■ **YOUR ASSIGNMENT**
Word for word, print the entries that follow.

■ **TASK MATERIAL**
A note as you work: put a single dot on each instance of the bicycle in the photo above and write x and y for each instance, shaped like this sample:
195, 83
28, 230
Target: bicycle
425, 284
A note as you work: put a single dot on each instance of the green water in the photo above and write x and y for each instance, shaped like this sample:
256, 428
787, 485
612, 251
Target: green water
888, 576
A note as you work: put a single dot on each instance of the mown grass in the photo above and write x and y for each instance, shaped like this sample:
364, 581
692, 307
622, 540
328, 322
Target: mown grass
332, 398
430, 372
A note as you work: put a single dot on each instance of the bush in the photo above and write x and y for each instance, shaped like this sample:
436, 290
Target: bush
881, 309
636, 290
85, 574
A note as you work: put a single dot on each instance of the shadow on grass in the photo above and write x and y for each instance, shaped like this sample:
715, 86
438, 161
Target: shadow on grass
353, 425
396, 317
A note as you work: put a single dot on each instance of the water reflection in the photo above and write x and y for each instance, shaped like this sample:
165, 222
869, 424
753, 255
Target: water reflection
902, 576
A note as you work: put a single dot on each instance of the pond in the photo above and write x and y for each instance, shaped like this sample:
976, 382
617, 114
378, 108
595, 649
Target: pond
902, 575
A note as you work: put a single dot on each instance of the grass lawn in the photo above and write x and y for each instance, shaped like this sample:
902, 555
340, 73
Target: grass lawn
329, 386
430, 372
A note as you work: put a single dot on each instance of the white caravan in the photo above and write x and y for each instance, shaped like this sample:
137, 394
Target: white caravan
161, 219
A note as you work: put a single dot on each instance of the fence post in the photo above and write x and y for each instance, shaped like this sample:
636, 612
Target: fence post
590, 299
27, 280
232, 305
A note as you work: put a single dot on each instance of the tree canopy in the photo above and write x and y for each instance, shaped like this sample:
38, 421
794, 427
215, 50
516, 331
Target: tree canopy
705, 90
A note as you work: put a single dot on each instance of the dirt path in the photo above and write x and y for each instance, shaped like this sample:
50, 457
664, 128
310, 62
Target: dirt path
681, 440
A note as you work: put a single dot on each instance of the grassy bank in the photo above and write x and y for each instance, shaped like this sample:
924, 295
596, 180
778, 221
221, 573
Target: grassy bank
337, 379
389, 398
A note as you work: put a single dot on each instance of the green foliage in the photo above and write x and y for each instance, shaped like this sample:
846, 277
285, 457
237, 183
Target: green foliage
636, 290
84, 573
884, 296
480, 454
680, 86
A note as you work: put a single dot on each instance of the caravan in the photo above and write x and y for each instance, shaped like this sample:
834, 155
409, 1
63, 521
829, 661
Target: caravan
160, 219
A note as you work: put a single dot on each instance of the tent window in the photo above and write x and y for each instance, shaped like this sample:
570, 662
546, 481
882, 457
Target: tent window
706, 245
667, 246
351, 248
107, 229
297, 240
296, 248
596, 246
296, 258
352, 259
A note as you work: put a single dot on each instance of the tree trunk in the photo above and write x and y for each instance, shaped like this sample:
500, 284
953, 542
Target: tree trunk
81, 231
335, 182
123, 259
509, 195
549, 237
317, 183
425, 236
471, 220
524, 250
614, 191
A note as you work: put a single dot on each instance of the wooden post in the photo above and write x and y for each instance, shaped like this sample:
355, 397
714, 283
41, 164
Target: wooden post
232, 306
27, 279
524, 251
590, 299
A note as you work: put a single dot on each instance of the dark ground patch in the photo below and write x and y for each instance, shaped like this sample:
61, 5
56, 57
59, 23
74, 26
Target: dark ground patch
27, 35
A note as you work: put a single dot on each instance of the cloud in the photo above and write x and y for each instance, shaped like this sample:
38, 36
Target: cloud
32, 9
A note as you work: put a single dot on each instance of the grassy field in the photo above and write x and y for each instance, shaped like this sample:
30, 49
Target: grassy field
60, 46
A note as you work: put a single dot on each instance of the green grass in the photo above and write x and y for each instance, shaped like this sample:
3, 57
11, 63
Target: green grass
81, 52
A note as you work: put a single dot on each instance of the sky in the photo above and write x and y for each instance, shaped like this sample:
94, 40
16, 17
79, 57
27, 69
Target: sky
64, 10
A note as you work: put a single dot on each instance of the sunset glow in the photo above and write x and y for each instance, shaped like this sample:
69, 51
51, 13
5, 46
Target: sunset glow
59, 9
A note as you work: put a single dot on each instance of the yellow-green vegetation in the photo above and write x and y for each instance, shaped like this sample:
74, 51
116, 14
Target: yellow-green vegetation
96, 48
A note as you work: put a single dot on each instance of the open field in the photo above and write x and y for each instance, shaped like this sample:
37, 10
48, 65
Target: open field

■ **REPLY TO THE TASK**
A note as you work: put a single dot on each instance of the bicycle in the photo above and write x and y for each instance, shaped like this sample:
195, 83
28, 230
Target: bicycle
425, 284
A note as you work: put a single dot on each instance of the green water in the photo above and write x and y for each instance, shaped like this sample:
256, 428
787, 485
612, 251
Target: green water
888, 576
A note as you work: put a single dot on each instance of the mown grass in the photo above and write x and y for each instance, shaped like this sample:
364, 581
692, 307
622, 540
328, 322
Target: mown grass
332, 398
430, 372
A note as you work: put a single dot on each instance of the bush in the photo above and write x and y for each instance, shaped like this sample:
436, 290
Target: bush
881, 309
636, 290
85, 574
A note as you work: put a single dot on each instance of the shadow on grass in the photo above and write x and y for each instance, shaped like this sample:
715, 86
438, 161
Target: shadow on grass
353, 425
396, 317
A note as you work: put a single dot on each instance of the water reflection in the photo above and write x and y for each instance, shaped like this sample:
165, 222
869, 424
753, 255
Target: water reflection
902, 576
A note as you work: put a single dot on each instance of the pond in the photo above and write x and y for each instance, shaped like this sample:
976, 382
617, 114
378, 108
595, 649
Target: pond
902, 575
A note as you work: put a single dot on each instance of the grass lawn in the photo above and write x and y for each instance, shaped like this sample:
902, 555
340, 73
Target: grass lawn
329, 386
430, 372
A note as you work: put a single dot on each instance of the white caravan in the photo above and write x and y for each instance, shaped like this sample:
137, 394
Target: white caravan
161, 219
A note as you work: put a single dot on each instance of the fence post in the photo above and write x and y for each instance, shaped like this sample:
636, 612
Target: fence post
590, 299
27, 280
232, 305
A note as you work: put a single dot on each instance of the tree canopy in the photo above and write x and y for each instance, shaped like this sample:
38, 421
794, 427
215, 50
516, 331
Target: tree canopy
705, 90
A note as you work: put a single dot on each instance of the dirt path in the photo above and write x and y for each instance, shaped like this sample:
50, 457
664, 128
310, 62
Target: dirt path
681, 440
A note as you work: put a single dot on each instance of the grassy bank in the photo above and write x and y for each instance, shaped like this sample:
924, 295
596, 180
778, 221
221, 573
Target: grassy bank
337, 379
389, 398
A note as you work: put a single dot on each instance of the green foliage in the photo above and write x and y for each instance, shaped like this sample:
846, 277
285, 457
237, 183
Target: green foliage
636, 290
84, 573
884, 296
480, 454
680, 86
A note as you work: put a single dot on each instance of the caravan in the photo above and write x and y for each instance, shaped like this sample:
834, 155
409, 1
63, 521
829, 661
Target: caravan
160, 219
A note as you work: put a single dot on each instance of the tent window in the photo above and write x and y for each instance, shaped like this sample:
570, 662
546, 481
882, 457
Target: tent window
706, 245
667, 246
351, 248
107, 229
297, 240
296, 248
596, 246
296, 258
352, 259
A note as you work: put a single dot on each instance of the tree trunk in the photo above and write x and y for each instance, shaped like this sample:
500, 284
953, 542
Target: tree trunk
81, 231
335, 182
123, 259
509, 195
549, 237
317, 183
425, 236
471, 220
524, 250
614, 191
A note as you work: put a single dot on each instance of the wooden post in the photo above and write x and y for each instance, shaped like this sample:
355, 397
714, 283
41, 164
Target: wooden post
232, 306
27, 279
524, 251
590, 299
A note as you work: put a single dot on each instance of the dark ground patch in the photo below and write x and y for each instance, shaped like this sample:
61, 5
56, 57
59, 23
74, 26
Target: dark ground patch
27, 35
A note as you work: put a single dot on each instance of the cloud in the photo above and write x and y for each instance, shaped like this sample:
38, 36
Target: cloud
32, 9
A note as you work: put a single dot on each instance of the grassy field in the photo above and write x and y for each instance, shaped like this sample:
30, 49
Target: grassy field
60, 46
A note as you work: put a single dot on each instance of the green grass in the photo above and write x and y for each instance, shaped like this sample:
3, 57
11, 63
Target: green grass
81, 52
A note as you work: put a single dot on each instance of the sky in the photo above and write x and y for each instance, shaped like this sample:
94, 40
16, 17
79, 57
27, 69
Target: sky
64, 10
A note as you work: put a single dot on each instance of the sunset glow in the photo above and write x and y for each instance, shaped like this sample:
69, 51
51, 13
5, 46
Target: sunset glow
59, 9
A note as you work: put a single dot on each instance of the yellow-green vegetation in the photo above and write x and y for each instance, shaped like this sample:
74, 51
116, 14
Target: yellow-green vegetation
96, 48
A note as you work: put a single dot on each instance of the open field in the photo above and write x and y for each instance, shaped like this sample:
37, 10
48, 65
Target: open field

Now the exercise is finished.